▶ _Source document_:
———

On February 21, 2019, the Iowa City zoning commission meeting
was packed with people, lining the walls and filling all of the available
seats. There were two items on the agenda for the members of the commission to
discuss that night; the most significant being the rezoning of the Forest View
mobile home park. The majority of people in the room were residents of Forest
View and the surrounding neighborhoods, and had come tonight to speak about the
project and the effect that it would have on their community.
To begin the meeting, the proposed development was
described, and all of the new changes implemented in newer designs were
explained. The plan is to create a commercial center on the middle to eastern
side of the property, where the mobile homes currently are, and is set to
include a gas station, restaurants, and possibly a hotel. The mobile homes will
be replaced with manufactured homes, and the residential area will be relocated
to the far west side of the property. The neighborhood side of Forest View will
have community recreational areas and senior housing as well.
But what makes this development so impactful to the residents,
and so necessary to get underway, is its plan for affordable long term housing.
The manufactured homes will have a low monthly rent that if the residents pay
for 15 years, will eventually transfer into ownership of their homes. For many,
this would be their first chance to become homeowners, as well as to own a
permanent home within a community that is central to the way they live their
lives. Forest View residents spoke about how their strong community of
neighbors was why they chose to live in the mobile home park in the first
place; and it’s the reason now that they remain invested in this development,
even after three years of uncertainty.

———

Answer these questions from the Forest View article:
1. On what date did the Iowa City zoning commission meeting take place?
2. What will replace the mobile homes?
3. For how many years must residents pay rent before they own their homes?
The lines that come next are from a different source.

———

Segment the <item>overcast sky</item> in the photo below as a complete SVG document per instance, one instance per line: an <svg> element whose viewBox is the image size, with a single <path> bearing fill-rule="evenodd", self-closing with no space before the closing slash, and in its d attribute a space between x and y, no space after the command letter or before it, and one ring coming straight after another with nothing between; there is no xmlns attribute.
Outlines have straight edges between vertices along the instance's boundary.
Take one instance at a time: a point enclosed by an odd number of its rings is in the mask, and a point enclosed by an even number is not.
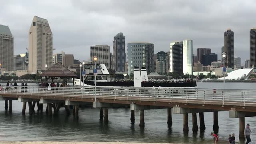
<svg viewBox="0 0 256 144"><path fill-rule="evenodd" d="M256 27L254 0L1 0L0 24L9 26L14 54L24 53L33 16L48 20L54 53L64 51L88 60L90 46L108 44L122 32L126 43L154 44L155 53L170 43L190 38L193 53L210 48L220 58L224 32L234 32L234 54L249 58L249 31ZM126 46L127 48L127 46Z"/></svg>

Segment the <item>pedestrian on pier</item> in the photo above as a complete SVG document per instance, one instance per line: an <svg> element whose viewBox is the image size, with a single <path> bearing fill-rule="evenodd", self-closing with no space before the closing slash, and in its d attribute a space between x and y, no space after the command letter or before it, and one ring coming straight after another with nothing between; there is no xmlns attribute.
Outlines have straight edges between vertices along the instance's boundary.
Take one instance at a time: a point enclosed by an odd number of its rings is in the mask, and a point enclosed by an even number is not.
<svg viewBox="0 0 256 144"><path fill-rule="evenodd" d="M247 124L246 125L246 127L244 129L244 136L246 138L246 144L248 144L249 142L251 142L251 138L250 137L250 135L251 134L251 133L252 131L251 131L251 129L250 128L250 124Z"/></svg>
<svg viewBox="0 0 256 144"><path fill-rule="evenodd" d="M214 144L217 144L217 142L219 140L219 137L216 134L214 134L213 132L211 132L211 135L213 137L213 141L214 142Z"/></svg>

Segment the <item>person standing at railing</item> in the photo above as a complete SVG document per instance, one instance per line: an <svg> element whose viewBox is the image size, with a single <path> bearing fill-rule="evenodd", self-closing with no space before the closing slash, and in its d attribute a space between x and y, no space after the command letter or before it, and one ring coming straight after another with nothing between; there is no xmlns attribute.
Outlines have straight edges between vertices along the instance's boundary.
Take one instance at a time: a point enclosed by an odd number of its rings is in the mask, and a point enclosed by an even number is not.
<svg viewBox="0 0 256 144"><path fill-rule="evenodd" d="M25 84L24 84L24 81L22 81L22 83L21 83L21 92L24 92L24 86L25 86Z"/></svg>
<svg viewBox="0 0 256 144"><path fill-rule="evenodd" d="M28 84L27 84L26 82L26 84L25 84L24 86L25 86L25 92L28 92Z"/></svg>
<svg viewBox="0 0 256 144"><path fill-rule="evenodd" d="M250 124L247 124L246 125L246 127L244 129L244 136L245 138L246 138L246 144L249 144L249 142L251 142L251 138L250 137L250 136L252 133L252 131L251 131L251 129L250 128Z"/></svg>

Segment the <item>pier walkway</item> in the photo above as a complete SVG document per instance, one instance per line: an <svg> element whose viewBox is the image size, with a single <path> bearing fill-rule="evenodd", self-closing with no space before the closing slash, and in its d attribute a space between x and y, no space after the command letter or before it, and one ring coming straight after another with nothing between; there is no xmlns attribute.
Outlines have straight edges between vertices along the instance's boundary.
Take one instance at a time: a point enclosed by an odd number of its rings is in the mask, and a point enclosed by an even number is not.
<svg viewBox="0 0 256 144"><path fill-rule="evenodd" d="M47 104L46 112L49 115L52 115L52 106L55 114L57 114L61 106L65 108L67 114L70 114L68 106L72 105L74 115L77 117L80 105L92 104L94 108L100 108L100 118L103 120L104 117L105 121L108 121L107 108L115 105L128 106L131 108L132 123L134 123L134 110L140 110L141 126L144 126L144 110L149 109L168 109L167 123L171 124L172 108L173 113L184 114L184 131L188 130L188 113L192 115L194 131L198 129L196 113L199 113L200 129L202 130L204 123L203 112L214 112L214 129L218 128L218 112L229 111L230 117L240 118L241 137L243 136L244 117L256 116L256 90L248 90L113 87L97 87L95 89L72 86L50 88L36 86L4 86L0 87L0 100L6 101L6 110L9 100L10 112L12 100L24 102L23 114L26 102L28 103L30 114L32 114L30 111L34 110L36 104L41 111L42 104Z"/></svg>

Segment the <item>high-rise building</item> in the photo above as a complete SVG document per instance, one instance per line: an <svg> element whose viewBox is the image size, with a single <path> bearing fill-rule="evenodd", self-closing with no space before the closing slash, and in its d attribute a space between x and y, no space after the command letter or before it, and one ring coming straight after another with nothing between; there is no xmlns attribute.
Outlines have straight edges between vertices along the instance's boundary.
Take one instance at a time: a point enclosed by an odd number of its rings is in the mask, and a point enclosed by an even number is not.
<svg viewBox="0 0 256 144"><path fill-rule="evenodd" d="M128 74L133 73L134 66L145 67L147 72L154 71L154 45L147 42L128 43Z"/></svg>
<svg viewBox="0 0 256 144"><path fill-rule="evenodd" d="M98 58L97 62L105 64L107 69L110 68L110 46L108 45L96 45L90 48L90 60L94 61L93 58Z"/></svg>
<svg viewBox="0 0 256 144"><path fill-rule="evenodd" d="M210 48L200 48L196 49L196 56L198 59L198 61L202 62L202 55L203 54L208 54L212 53L212 50Z"/></svg>
<svg viewBox="0 0 256 144"><path fill-rule="evenodd" d="M65 56L65 52L61 52L60 53L57 53L52 56L52 64L55 64L58 63L60 64L63 64L63 59Z"/></svg>
<svg viewBox="0 0 256 144"><path fill-rule="evenodd" d="M125 40L122 32L114 37L113 41L113 68L116 72L124 72L125 66Z"/></svg>
<svg viewBox="0 0 256 144"><path fill-rule="evenodd" d="M62 56L63 56L62 61L63 66L68 68L72 67L74 64L74 55L65 54Z"/></svg>
<svg viewBox="0 0 256 144"><path fill-rule="evenodd" d="M13 57L13 70L25 70L25 54L14 55Z"/></svg>
<svg viewBox="0 0 256 144"><path fill-rule="evenodd" d="M173 73L183 73L183 42L170 43L170 70Z"/></svg>
<svg viewBox="0 0 256 144"><path fill-rule="evenodd" d="M245 61L245 64L244 65L245 68L250 68L250 60L246 60Z"/></svg>
<svg viewBox="0 0 256 144"><path fill-rule="evenodd" d="M32 74L52 65L52 33L48 21L34 16L29 31L29 71Z"/></svg>
<svg viewBox="0 0 256 144"><path fill-rule="evenodd" d="M217 62L218 60L218 55L215 53L208 54L203 54L202 56L202 61L201 63L204 66L210 65L212 62Z"/></svg>
<svg viewBox="0 0 256 144"><path fill-rule="evenodd" d="M250 67L256 66L256 28L250 31Z"/></svg>
<svg viewBox="0 0 256 144"><path fill-rule="evenodd" d="M183 73L193 74L193 41L183 40Z"/></svg>
<svg viewBox="0 0 256 144"><path fill-rule="evenodd" d="M236 70L241 68L241 58L236 56L234 58L234 66Z"/></svg>
<svg viewBox="0 0 256 144"><path fill-rule="evenodd" d="M224 33L224 52L226 56L225 66L234 68L234 32L228 28Z"/></svg>
<svg viewBox="0 0 256 144"><path fill-rule="evenodd" d="M0 24L0 64L1 69L13 69L13 36L8 26Z"/></svg>
<svg viewBox="0 0 256 144"><path fill-rule="evenodd" d="M166 52L166 72L170 72L170 51Z"/></svg>
<svg viewBox="0 0 256 144"><path fill-rule="evenodd" d="M163 51L158 52L157 54L157 63L158 64L158 74L165 74L167 72L167 54Z"/></svg>

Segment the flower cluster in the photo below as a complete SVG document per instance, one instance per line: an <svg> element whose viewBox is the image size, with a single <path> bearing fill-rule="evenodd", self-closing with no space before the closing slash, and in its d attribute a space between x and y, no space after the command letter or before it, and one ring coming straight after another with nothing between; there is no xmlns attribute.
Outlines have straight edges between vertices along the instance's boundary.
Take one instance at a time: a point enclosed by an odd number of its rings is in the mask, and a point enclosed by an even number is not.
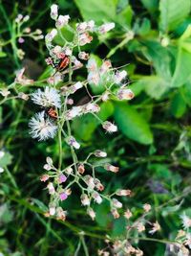
<svg viewBox="0 0 191 256"><path fill-rule="evenodd" d="M115 27L114 23L96 26L93 20L77 23L75 28L71 27L74 38L68 41L61 33L63 26L70 26L69 15L58 15L58 7L53 5L51 17L55 21L55 28L46 36L45 42L50 57L46 59L48 65L53 66L53 75L47 79L47 85L38 88L31 95L31 100L42 110L36 113L30 121L30 133L32 138L39 141L58 136L59 141L59 164L53 164L51 157L47 158L44 165L45 173L40 177L46 182L46 188L50 194L49 211L46 216L54 216L59 220L65 220L66 211L60 206L60 202L68 199L73 192L73 185L77 184L81 189L81 204L87 207L87 214L95 220L96 213L94 203L100 204L108 200L111 206L111 214L114 218L119 218L122 213L122 203L117 197L128 197L130 190L117 190L109 195L103 195L104 185L96 177L96 168L103 168L106 172L117 173L119 168L102 161L99 165L96 158L105 158L107 153L97 150L88 155L85 160L78 160L75 151L81 149L80 141L77 141L72 131L71 122L76 117L92 114L99 120L103 129L109 133L117 132L117 127L110 121L102 121L98 117L100 103L109 99L130 100L134 97L131 89L127 88L125 70L119 71L112 67L109 59L103 60L101 65L90 58L90 55L81 50L85 44L93 40L93 32L105 34ZM63 45L53 45L53 38L58 35L63 38ZM80 60L79 60L80 59ZM74 71L84 66L81 60L87 61L87 80L75 81ZM104 84L104 91L100 95L91 95L89 85L97 86ZM89 102L83 105L74 105L73 96L78 90L88 93ZM106 97L107 95L107 97ZM74 162L63 167L62 142L65 142L71 150Z"/></svg>

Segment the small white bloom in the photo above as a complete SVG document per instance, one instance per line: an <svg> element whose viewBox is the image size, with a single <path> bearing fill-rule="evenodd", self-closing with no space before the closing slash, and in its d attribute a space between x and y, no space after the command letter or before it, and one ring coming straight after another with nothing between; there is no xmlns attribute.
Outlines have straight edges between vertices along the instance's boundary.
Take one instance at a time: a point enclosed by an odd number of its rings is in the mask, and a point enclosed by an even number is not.
<svg viewBox="0 0 191 256"><path fill-rule="evenodd" d="M96 218L96 213L92 208L88 208L87 210L88 215L91 217L91 219L94 221Z"/></svg>
<svg viewBox="0 0 191 256"><path fill-rule="evenodd" d="M55 214L55 207L50 207L49 208L49 213L51 216L53 216Z"/></svg>
<svg viewBox="0 0 191 256"><path fill-rule="evenodd" d="M114 77L114 81L117 84L120 83L122 80L124 80L127 76L127 72L125 70L121 71L121 72L117 72L115 77Z"/></svg>
<svg viewBox="0 0 191 256"><path fill-rule="evenodd" d="M57 11L58 11L58 6L57 5L53 4L53 5L51 6L51 17L53 19L54 19L54 20L58 16L58 12Z"/></svg>
<svg viewBox="0 0 191 256"><path fill-rule="evenodd" d="M5 151L0 151L0 158L2 158L5 155Z"/></svg>
<svg viewBox="0 0 191 256"><path fill-rule="evenodd" d="M58 90L49 86L46 86L44 91L37 89L34 93L32 93L32 101L44 107L55 106L59 108L61 106Z"/></svg>
<svg viewBox="0 0 191 256"><path fill-rule="evenodd" d="M30 134L32 138L38 138L39 141L53 138L55 136L57 126L55 126L48 117L45 119L45 111L36 113L29 123L31 128Z"/></svg>
<svg viewBox="0 0 191 256"><path fill-rule="evenodd" d="M103 24L102 26L100 26L98 28L98 32L100 34L105 34L111 30L113 30L115 28L115 23L114 22L111 22L111 23L106 23L106 24Z"/></svg>
<svg viewBox="0 0 191 256"><path fill-rule="evenodd" d="M107 156L107 152L104 152L102 151L95 151L95 155L96 157L106 157Z"/></svg>
<svg viewBox="0 0 191 256"><path fill-rule="evenodd" d="M45 40L47 42L52 42L53 37L57 35L57 30L56 29L53 29L50 33L48 33L45 36Z"/></svg>
<svg viewBox="0 0 191 256"><path fill-rule="evenodd" d="M49 182L49 184L47 185L47 188L49 190L50 195L53 195L55 193L55 189L53 187L53 182Z"/></svg>
<svg viewBox="0 0 191 256"><path fill-rule="evenodd" d="M55 22L55 27L62 28L64 25L68 24L69 19L69 15L59 15L57 21Z"/></svg>

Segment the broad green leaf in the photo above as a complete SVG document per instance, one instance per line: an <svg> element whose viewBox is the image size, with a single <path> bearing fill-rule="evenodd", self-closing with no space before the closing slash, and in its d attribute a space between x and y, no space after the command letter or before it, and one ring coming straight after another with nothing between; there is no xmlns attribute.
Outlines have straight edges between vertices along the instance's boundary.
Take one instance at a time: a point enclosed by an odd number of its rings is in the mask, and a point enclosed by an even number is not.
<svg viewBox="0 0 191 256"><path fill-rule="evenodd" d="M171 112L172 114L177 117L180 118L181 117L185 110L186 110L186 104L185 101L181 95L181 93L180 91L178 91L172 101L171 101Z"/></svg>
<svg viewBox="0 0 191 256"><path fill-rule="evenodd" d="M101 110L97 116L105 121L114 112L114 106L111 102L103 103L101 105ZM87 114L78 118L75 118L73 123L73 128L76 136L84 141L91 139L95 129L100 125L100 122L92 114Z"/></svg>
<svg viewBox="0 0 191 256"><path fill-rule="evenodd" d="M116 102L114 115L118 128L125 136L144 145L153 143L149 124L131 105Z"/></svg>
<svg viewBox="0 0 191 256"><path fill-rule="evenodd" d="M115 20L117 0L74 0L84 20L94 19L101 24Z"/></svg>
<svg viewBox="0 0 191 256"><path fill-rule="evenodd" d="M169 84L160 77L149 76L140 80L146 93L153 99L159 100L169 89Z"/></svg>
<svg viewBox="0 0 191 256"><path fill-rule="evenodd" d="M146 47L142 48L142 53L153 63L157 74L165 81L170 81L171 58L168 51L157 41L147 40L144 45Z"/></svg>
<svg viewBox="0 0 191 256"><path fill-rule="evenodd" d="M4 168L11 163L12 155L5 151L5 154L0 158L0 167Z"/></svg>
<svg viewBox="0 0 191 256"><path fill-rule="evenodd" d="M172 87L182 86L191 78L191 53L180 46L177 55L177 64L171 81Z"/></svg>
<svg viewBox="0 0 191 256"><path fill-rule="evenodd" d="M189 14L191 1L160 0L159 27L162 32L172 31Z"/></svg>

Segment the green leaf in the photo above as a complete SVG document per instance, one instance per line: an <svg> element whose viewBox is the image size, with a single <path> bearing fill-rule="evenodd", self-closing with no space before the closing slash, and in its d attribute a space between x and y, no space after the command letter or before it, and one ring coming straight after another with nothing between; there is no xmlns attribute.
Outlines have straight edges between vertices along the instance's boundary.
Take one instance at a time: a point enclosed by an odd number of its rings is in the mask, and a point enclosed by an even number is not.
<svg viewBox="0 0 191 256"><path fill-rule="evenodd" d="M5 58L5 57L7 57L7 54L4 52L0 52L0 58Z"/></svg>
<svg viewBox="0 0 191 256"><path fill-rule="evenodd" d="M100 105L100 111L97 116L105 121L114 112L114 106L111 102L103 103ZM99 126L99 121L92 114L87 114L78 118L75 118L73 123L73 128L76 136L84 141L91 139L93 132Z"/></svg>
<svg viewBox="0 0 191 256"><path fill-rule="evenodd" d="M140 80L146 93L153 99L159 100L169 89L169 85L162 78L158 76L144 77Z"/></svg>
<svg viewBox="0 0 191 256"><path fill-rule="evenodd" d="M178 91L174 95L171 101L170 108L171 108L172 114L177 118L180 118L184 114L186 110L186 104L185 104L184 98L182 97L180 91Z"/></svg>
<svg viewBox="0 0 191 256"><path fill-rule="evenodd" d="M114 115L118 128L125 136L144 145L153 143L149 124L132 106L116 102Z"/></svg>
<svg viewBox="0 0 191 256"><path fill-rule="evenodd" d="M189 14L191 9L191 1L175 1L160 0L160 21L159 27L164 33L172 31L180 24Z"/></svg>
<svg viewBox="0 0 191 256"><path fill-rule="evenodd" d="M4 168L11 163L12 155L5 151L5 154L0 158L0 167Z"/></svg>
<svg viewBox="0 0 191 256"><path fill-rule="evenodd" d="M94 19L101 24L115 20L117 0L74 0L84 20Z"/></svg>

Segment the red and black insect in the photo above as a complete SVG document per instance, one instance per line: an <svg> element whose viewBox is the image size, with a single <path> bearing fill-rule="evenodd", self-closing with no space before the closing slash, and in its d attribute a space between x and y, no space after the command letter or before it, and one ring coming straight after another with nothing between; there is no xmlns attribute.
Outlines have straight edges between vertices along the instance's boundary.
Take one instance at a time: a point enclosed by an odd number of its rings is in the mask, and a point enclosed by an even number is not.
<svg viewBox="0 0 191 256"><path fill-rule="evenodd" d="M50 116L53 119L57 119L58 115L54 107L50 107L46 109L46 115Z"/></svg>
<svg viewBox="0 0 191 256"><path fill-rule="evenodd" d="M53 66L56 69L56 72L63 71L70 63L70 58L65 54L62 55L58 63L53 63Z"/></svg>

———

▶ _Written response_:
1. February 21, 2019
2. Manufactured homes
3. 15 years